COLLEGE PARK — University of Maryland officials admitted Tuesday that student-athlete Jordan McNair was not properly treated when he collapsed in a football team workout in May.
“The university accepts legal and moral responsibility for the mistakes that our training staff made on that fateful workout day, May 29,” university president Wallace D. Loh said.
Loh and athletic director Damon Evans addressed a room of dozens of reporters about the investigation into McNair’s death and the state of the football program. Although other major college football programs have admitted some fault in recent player deaths, it does not usually come so soon after the events take place.
Evans also announced that the football program “parted ways” with strength and conditioning coach Rick Court, who later explained on Twitter he had resigned. Head coach DJ Durkin has not been fired and remains on administrative leave.
McNair, a 19-year-old offensive lineman, died in June two weeks after collapsing during a team workout and being hospitalized. According to preliminary findings from an investigation led by the firm Walters Inc., McNair did not receive appropriate medical care from Maryland’s athletic training staff, Evans said.
The staff did not follow the emergency response plan, provide care consistent with best practices or properly diagnose and treat the player’s heat illness.
“Our athletic training staff did not take Jordan’s temperature and did not apply a cold water immersion treatment,” Evans said, describing basic steps used to treat a patient with heatstroke.
The McNair family announced last month that heatstroke was the cause of death, a claim later verified by multiple outlets. Loh and Evans said they met with McNair’s parents in Baltimore on Tuesday morning to share the investigation’s initial findings before addressing the public.
McNair might have been afraid to speak up about how he felt during the workout due to a “toxic culture” alleged by several named and anonymous sources in an ESPN investigative report published last Friday.

**SOURCE MATERIAL**
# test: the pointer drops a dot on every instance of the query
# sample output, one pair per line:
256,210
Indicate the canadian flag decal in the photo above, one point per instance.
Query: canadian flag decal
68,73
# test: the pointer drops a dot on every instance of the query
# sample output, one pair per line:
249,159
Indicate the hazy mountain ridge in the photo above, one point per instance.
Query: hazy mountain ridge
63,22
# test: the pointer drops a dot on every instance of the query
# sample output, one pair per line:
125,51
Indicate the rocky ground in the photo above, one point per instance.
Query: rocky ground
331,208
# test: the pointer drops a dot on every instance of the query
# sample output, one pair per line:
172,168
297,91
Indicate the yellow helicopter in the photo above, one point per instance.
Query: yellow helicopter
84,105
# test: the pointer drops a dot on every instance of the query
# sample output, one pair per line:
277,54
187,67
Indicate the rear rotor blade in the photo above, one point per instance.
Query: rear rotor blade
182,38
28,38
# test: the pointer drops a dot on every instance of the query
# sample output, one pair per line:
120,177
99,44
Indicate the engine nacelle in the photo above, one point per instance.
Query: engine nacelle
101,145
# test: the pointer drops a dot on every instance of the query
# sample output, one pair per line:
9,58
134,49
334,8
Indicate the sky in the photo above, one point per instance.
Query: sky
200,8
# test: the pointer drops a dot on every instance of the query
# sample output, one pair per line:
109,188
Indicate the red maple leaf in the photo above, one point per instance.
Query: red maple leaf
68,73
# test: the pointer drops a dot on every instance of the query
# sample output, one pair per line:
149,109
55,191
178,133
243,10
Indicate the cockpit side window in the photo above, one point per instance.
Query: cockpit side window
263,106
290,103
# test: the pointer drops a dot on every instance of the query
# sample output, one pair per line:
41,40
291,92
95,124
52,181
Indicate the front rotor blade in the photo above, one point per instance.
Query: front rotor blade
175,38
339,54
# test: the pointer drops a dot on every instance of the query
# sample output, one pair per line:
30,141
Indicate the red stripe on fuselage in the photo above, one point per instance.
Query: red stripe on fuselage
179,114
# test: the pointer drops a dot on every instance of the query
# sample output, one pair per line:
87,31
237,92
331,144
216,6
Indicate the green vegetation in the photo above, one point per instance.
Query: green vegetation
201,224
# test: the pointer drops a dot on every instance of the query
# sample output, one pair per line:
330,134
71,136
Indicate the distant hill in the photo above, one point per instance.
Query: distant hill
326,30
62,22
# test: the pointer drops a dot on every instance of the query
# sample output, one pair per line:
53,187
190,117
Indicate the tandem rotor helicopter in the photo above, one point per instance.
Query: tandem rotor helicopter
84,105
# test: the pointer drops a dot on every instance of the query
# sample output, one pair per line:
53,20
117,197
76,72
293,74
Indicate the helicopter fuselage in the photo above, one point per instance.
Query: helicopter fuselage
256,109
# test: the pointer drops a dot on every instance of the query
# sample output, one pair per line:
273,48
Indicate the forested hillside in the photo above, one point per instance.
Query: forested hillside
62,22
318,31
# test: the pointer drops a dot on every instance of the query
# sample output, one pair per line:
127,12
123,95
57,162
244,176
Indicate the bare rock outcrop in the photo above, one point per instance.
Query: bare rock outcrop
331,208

**PROBLEM**
Copy the stretch of the news report from "Loh and athletic" through "on administrative leave.", swapping "strength and conditioning coach" for "strength coach". Draw only on the news report about Jordan McNair's death.

**COMPLETED EXERCISE**
Loh and athletic director Damon Evans addressed a room of dozens of reporters about the investigation into McNair’s death and the state of the football program. Although other major college football programs have admitted some fault in recent player deaths, it does not usually come so soon after the events take place.
Evans also announced that the football program “parted ways” with strength coach Rick Court, who later explained on Twitter he had resigned. Head coach DJ Durkin has not been fired and remains on administrative leave.